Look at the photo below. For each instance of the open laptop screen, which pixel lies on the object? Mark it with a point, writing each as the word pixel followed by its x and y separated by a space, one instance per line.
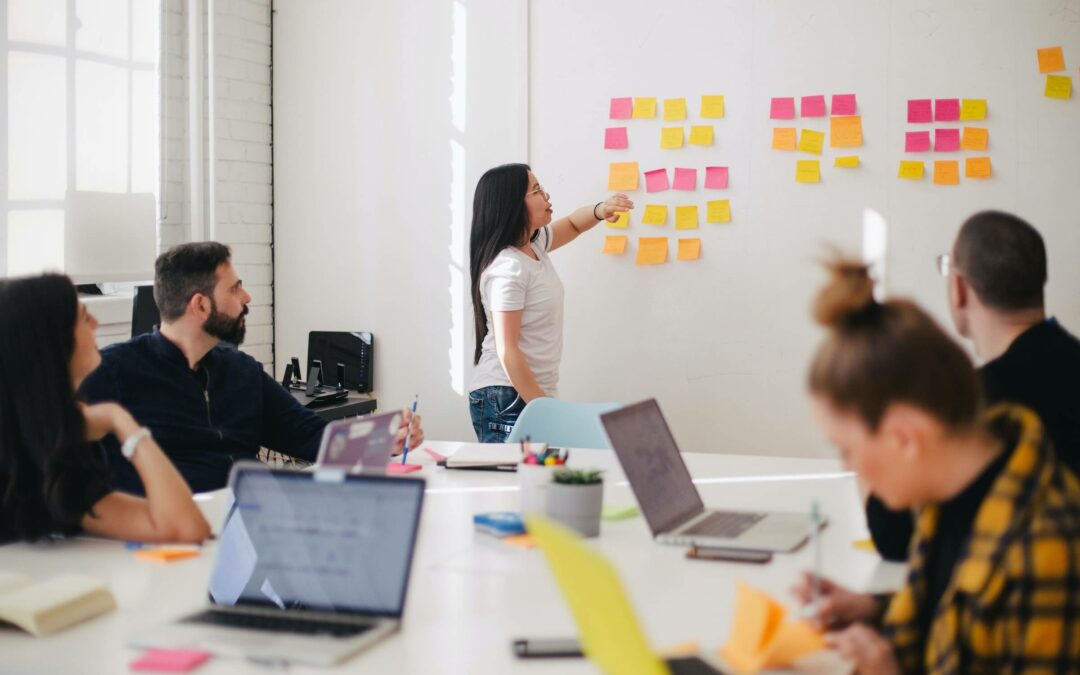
pixel 301 541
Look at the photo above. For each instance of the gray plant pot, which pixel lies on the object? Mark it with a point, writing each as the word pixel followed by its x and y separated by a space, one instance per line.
pixel 578 507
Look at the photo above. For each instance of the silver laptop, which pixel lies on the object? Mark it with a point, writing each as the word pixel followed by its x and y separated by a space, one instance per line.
pixel 670 500
pixel 310 568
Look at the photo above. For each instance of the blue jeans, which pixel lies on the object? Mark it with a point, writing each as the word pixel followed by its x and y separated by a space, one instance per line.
pixel 494 412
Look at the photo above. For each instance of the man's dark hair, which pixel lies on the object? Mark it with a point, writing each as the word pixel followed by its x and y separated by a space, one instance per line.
pixel 183 271
pixel 1003 259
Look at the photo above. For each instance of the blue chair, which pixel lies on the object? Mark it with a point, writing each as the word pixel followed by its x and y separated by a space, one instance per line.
pixel 563 423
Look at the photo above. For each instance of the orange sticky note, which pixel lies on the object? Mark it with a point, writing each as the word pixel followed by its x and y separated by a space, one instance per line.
pixel 946 172
pixel 783 138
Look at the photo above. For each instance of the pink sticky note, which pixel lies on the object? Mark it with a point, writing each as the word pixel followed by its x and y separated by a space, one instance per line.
pixel 946 139
pixel 170 660
pixel 917 142
pixel 716 177
pixel 622 108
pixel 656 180
pixel 686 179
pixel 615 138
pixel 919 111
pixel 844 104
pixel 782 109
pixel 813 107
pixel 946 109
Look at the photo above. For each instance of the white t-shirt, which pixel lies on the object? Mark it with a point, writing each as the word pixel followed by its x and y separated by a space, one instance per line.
pixel 514 281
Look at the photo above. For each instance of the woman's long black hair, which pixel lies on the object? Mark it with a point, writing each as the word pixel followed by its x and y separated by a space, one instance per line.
pixel 499 220
pixel 48 472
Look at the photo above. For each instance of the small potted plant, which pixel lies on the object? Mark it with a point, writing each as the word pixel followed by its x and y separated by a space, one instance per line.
pixel 576 499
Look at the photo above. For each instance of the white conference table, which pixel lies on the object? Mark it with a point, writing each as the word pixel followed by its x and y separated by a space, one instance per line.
pixel 470 595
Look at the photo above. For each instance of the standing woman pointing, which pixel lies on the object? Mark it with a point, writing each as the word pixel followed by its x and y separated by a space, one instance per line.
pixel 516 294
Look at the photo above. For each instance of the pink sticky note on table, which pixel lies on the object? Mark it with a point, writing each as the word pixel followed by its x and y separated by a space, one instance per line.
pixel 917 142
pixel 716 177
pixel 946 109
pixel 844 104
pixel 656 180
pixel 919 111
pixel 622 108
pixel 782 109
pixel 813 106
pixel 946 139
pixel 615 138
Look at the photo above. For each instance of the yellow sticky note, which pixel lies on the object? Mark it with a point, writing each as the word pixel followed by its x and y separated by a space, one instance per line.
pixel 655 214
pixel 946 172
pixel 701 135
pixel 974 138
pixel 718 211
pixel 644 108
pixel 846 132
pixel 622 176
pixel 674 109
pixel 783 138
pixel 976 167
pixel 712 107
pixel 807 171
pixel 811 140
pixel 910 171
pixel 651 250
pixel 972 109
pixel 686 217
pixel 671 137
pixel 1058 86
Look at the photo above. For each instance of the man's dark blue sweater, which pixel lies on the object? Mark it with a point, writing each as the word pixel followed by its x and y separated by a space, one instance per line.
pixel 204 419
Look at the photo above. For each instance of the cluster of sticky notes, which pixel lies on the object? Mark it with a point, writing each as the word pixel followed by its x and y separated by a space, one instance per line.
pixel 760 638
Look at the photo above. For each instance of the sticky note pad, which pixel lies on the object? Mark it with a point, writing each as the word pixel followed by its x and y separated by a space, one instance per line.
pixel 910 171
pixel 655 214
pixel 811 140
pixel 686 217
pixel 783 138
pixel 712 106
pixel 651 250
pixel 656 180
pixel 645 107
pixel 946 172
pixel 1051 59
pixel 919 111
pixel 976 167
pixel 674 109
pixel 844 104
pixel 846 132
pixel 1058 86
pixel 701 135
pixel 615 245
pixel 812 106
pixel 718 211
pixel 689 248
pixel 716 177
pixel 671 137
pixel 972 109
pixel 946 139
pixel 686 179
pixel 807 171
pixel 622 176
pixel 974 138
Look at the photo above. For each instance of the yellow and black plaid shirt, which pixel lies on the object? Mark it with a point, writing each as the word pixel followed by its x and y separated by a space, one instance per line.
pixel 1013 602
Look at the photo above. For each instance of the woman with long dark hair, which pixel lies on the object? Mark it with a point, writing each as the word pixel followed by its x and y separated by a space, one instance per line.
pixel 53 474
pixel 517 297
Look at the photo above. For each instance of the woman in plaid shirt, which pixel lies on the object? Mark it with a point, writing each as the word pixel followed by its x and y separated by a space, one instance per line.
pixel 994 579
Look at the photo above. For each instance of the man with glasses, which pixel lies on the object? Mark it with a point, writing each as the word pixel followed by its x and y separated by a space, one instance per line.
pixel 996 275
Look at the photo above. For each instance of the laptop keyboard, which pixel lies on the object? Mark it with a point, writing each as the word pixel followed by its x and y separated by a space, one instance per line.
pixel 278 624
pixel 725 525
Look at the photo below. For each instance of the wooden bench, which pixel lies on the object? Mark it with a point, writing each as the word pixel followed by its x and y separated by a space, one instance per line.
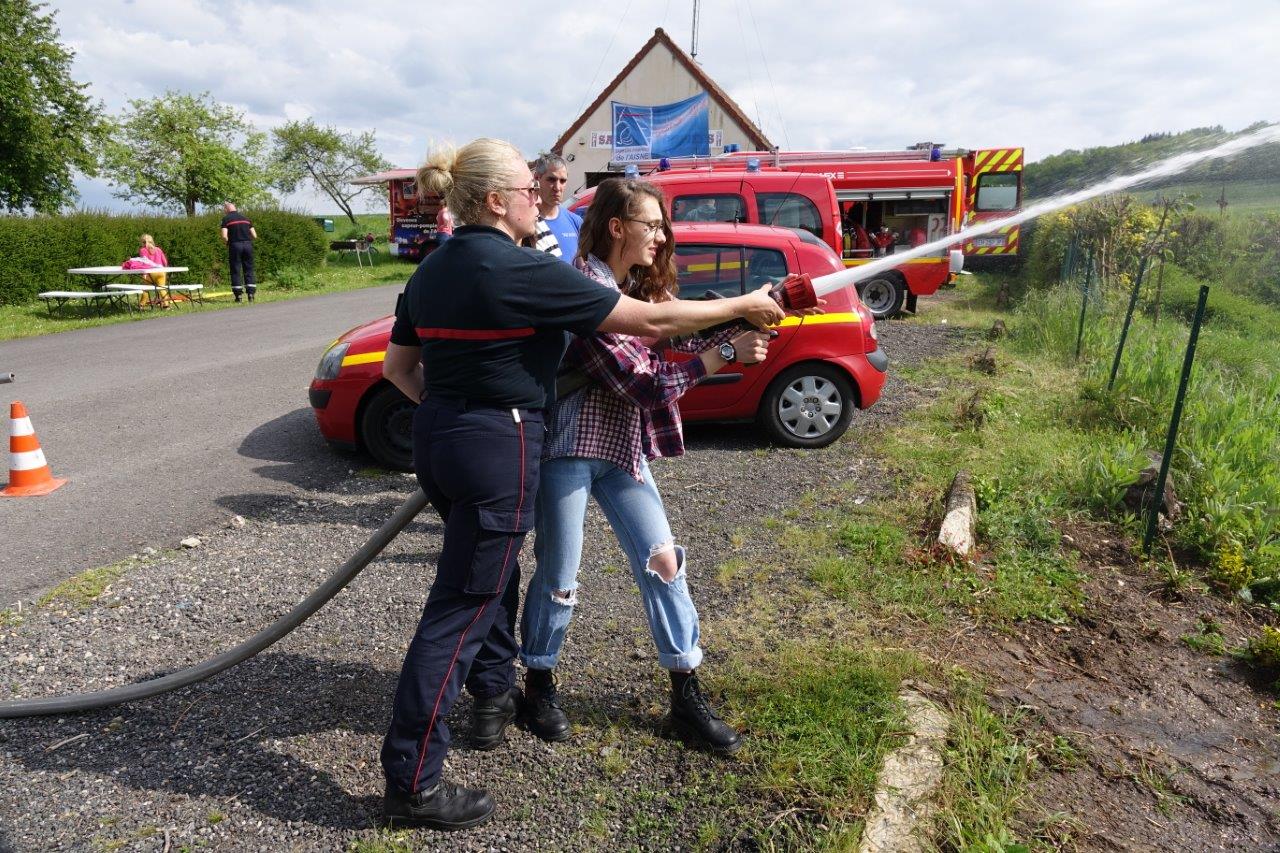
pixel 59 300
pixel 360 247
pixel 191 292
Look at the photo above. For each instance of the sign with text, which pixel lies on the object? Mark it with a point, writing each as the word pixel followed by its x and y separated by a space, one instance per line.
pixel 604 138
pixel 663 131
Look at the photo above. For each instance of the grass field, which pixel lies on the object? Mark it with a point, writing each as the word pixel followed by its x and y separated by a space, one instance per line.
pixel 33 319
pixel 1242 196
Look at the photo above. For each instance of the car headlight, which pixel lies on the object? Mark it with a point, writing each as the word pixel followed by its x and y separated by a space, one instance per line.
pixel 330 363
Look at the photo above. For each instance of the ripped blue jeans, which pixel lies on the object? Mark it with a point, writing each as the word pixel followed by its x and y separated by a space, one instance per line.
pixel 639 520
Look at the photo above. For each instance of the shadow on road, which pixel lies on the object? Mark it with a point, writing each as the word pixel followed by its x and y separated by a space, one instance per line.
pixel 744 437
pixel 302 456
pixel 223 738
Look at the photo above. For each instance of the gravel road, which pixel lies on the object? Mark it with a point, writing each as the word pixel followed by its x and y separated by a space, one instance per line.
pixel 282 752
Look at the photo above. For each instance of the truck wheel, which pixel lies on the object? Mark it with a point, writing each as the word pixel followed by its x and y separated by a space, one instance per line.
pixel 882 296
pixel 808 405
pixel 387 428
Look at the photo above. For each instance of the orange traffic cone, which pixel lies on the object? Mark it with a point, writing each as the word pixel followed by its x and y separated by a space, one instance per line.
pixel 28 471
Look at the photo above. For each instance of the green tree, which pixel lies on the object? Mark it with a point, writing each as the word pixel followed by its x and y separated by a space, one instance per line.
pixel 179 150
pixel 49 128
pixel 306 153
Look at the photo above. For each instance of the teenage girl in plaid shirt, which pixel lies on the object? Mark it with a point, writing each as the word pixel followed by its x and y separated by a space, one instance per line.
pixel 598 445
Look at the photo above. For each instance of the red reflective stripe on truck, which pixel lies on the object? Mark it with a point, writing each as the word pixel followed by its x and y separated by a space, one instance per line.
pixel 475 334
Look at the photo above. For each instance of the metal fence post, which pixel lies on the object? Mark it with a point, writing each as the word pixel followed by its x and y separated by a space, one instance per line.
pixel 1128 318
pixel 1084 304
pixel 1173 423
pixel 1084 309
pixel 1068 268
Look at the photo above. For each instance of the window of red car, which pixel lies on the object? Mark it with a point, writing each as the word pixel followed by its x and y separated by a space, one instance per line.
pixel 790 210
pixel 727 270
pixel 709 208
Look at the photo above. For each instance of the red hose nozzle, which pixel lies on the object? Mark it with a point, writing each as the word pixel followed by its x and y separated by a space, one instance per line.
pixel 795 292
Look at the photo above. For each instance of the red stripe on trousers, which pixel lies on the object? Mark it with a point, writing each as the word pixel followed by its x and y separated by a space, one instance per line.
pixel 439 697
pixel 475 334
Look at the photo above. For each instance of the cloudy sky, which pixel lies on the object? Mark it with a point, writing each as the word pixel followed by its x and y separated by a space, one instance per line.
pixel 1047 76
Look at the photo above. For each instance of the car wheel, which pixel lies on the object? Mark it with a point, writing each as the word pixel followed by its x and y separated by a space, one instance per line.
pixel 882 296
pixel 808 405
pixel 387 428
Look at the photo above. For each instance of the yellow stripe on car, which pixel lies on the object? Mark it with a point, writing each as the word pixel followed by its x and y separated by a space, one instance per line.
pixel 859 261
pixel 818 319
pixel 364 357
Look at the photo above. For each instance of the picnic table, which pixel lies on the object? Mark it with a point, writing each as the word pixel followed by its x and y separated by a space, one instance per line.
pixel 115 281
pixel 360 247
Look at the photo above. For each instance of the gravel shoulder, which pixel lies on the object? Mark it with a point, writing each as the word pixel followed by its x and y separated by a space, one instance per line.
pixel 282 752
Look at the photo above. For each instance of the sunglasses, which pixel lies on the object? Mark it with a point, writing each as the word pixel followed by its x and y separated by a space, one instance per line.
pixel 650 228
pixel 531 188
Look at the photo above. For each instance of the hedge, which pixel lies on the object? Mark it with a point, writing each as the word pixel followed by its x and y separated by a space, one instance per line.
pixel 36 251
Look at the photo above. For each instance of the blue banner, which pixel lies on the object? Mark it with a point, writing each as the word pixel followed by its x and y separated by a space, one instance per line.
pixel 664 131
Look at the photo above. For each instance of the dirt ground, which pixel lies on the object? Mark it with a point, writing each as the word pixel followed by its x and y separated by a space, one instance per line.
pixel 1174 749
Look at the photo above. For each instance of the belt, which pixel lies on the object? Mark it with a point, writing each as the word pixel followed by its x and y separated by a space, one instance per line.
pixel 465 404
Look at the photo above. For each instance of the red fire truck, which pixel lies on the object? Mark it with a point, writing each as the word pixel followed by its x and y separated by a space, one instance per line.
pixel 909 197
pixel 412 215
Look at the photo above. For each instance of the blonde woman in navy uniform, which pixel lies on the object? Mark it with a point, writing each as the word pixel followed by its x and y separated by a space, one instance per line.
pixel 478 338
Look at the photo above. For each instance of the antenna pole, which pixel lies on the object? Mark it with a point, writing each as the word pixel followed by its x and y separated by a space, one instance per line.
pixel 693 41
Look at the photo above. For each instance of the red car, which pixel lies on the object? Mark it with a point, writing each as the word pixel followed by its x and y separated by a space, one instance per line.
pixel 804 395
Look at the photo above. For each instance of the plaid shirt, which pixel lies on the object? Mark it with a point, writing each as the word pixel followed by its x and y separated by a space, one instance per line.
pixel 629 411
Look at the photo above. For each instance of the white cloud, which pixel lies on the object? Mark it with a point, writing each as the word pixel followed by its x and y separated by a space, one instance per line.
pixel 832 73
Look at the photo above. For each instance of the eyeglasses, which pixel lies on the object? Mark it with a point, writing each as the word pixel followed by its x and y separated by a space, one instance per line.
pixel 531 188
pixel 650 228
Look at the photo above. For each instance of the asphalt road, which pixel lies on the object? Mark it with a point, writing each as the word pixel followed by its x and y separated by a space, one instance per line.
pixel 167 428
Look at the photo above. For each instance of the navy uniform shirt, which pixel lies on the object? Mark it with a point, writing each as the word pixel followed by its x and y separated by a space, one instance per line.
pixel 492 316
pixel 237 226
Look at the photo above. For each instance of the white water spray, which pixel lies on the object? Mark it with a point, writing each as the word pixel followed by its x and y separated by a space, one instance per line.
pixel 1173 165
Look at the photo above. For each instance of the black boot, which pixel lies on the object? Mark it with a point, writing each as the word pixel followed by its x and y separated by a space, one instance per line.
pixel 490 717
pixel 695 721
pixel 543 715
pixel 443 806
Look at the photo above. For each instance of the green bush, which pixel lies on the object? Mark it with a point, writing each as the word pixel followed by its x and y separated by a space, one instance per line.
pixel 1228 460
pixel 39 250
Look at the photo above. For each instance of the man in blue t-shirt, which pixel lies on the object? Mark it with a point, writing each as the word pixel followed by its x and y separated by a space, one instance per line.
pixel 552 174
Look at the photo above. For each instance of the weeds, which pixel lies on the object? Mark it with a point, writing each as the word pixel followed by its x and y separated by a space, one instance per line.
pixel 83 589
pixel 1207 638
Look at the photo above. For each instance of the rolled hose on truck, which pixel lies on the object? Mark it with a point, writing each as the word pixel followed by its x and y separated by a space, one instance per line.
pixel 238 655
pixel 796 292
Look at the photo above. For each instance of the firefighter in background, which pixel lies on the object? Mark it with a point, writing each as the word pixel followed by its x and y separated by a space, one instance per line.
pixel 858 242
pixel 883 241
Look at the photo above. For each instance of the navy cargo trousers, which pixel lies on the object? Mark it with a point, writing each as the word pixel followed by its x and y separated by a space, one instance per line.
pixel 479 468
pixel 240 264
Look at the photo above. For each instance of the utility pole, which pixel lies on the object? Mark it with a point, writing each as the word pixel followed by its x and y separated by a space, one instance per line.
pixel 693 41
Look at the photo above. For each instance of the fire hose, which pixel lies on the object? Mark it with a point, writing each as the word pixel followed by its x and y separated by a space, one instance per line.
pixel 240 653
pixel 795 292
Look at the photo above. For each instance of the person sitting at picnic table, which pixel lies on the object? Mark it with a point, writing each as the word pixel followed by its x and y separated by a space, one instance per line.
pixel 149 255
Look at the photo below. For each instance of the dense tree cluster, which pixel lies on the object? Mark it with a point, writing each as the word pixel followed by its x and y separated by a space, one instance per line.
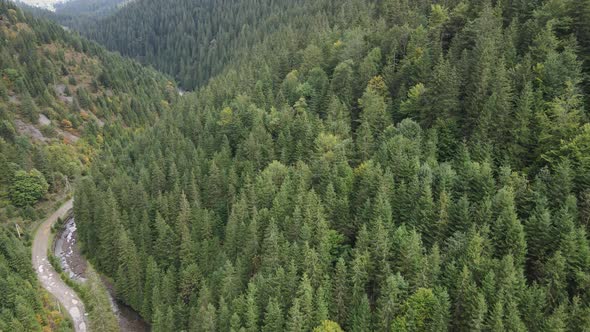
pixel 394 165
pixel 47 74
pixel 60 95
pixel 194 40
pixel 76 14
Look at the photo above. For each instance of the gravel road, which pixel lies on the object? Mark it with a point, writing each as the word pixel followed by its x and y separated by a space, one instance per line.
pixel 50 279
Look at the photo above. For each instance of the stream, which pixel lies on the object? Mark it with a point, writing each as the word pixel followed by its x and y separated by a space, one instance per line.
pixel 74 265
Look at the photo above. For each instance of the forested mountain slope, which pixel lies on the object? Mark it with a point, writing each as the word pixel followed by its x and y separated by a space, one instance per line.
pixel 77 14
pixel 194 40
pixel 56 93
pixel 61 97
pixel 400 166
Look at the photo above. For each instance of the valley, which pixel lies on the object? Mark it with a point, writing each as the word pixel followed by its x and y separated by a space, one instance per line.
pixel 278 165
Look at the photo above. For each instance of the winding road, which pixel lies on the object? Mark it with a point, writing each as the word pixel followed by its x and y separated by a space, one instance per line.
pixel 50 279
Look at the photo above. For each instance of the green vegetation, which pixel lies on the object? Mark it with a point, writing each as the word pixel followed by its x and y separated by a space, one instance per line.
pixel 194 40
pixel 386 165
pixel 27 188
pixel 60 96
pixel 23 305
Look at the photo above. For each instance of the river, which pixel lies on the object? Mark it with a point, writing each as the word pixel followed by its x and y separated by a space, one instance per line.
pixel 74 265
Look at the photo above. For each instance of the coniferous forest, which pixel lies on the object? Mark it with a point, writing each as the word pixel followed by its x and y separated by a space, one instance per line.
pixel 387 165
pixel 356 165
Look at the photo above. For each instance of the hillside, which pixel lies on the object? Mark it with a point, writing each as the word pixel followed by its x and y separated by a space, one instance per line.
pixel 392 166
pixel 61 98
pixel 194 40
pixel 76 14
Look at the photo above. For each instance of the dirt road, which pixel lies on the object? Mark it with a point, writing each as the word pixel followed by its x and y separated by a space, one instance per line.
pixel 50 279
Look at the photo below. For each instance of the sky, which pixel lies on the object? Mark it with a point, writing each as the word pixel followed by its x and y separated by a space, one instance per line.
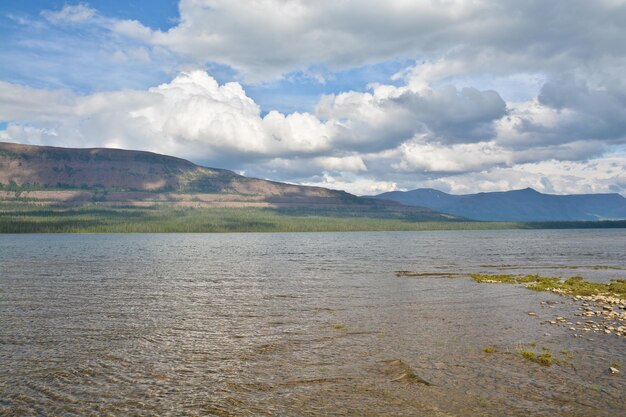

● **Your objective**:
Convert the lines of the records above, starting at the line that contains "the man with" and ending at the line that contains "pixel 996 275", into a JSON list of strings with one string per line and blank lines left out.

● **Result**:
[
  "Look at the photo above. For each instance of the man with glasses, which pixel lies on the object? Mark it with a point, writing each as the word pixel followed by its x and y separated by a space, one instance per line.",
  "pixel 996 275"
]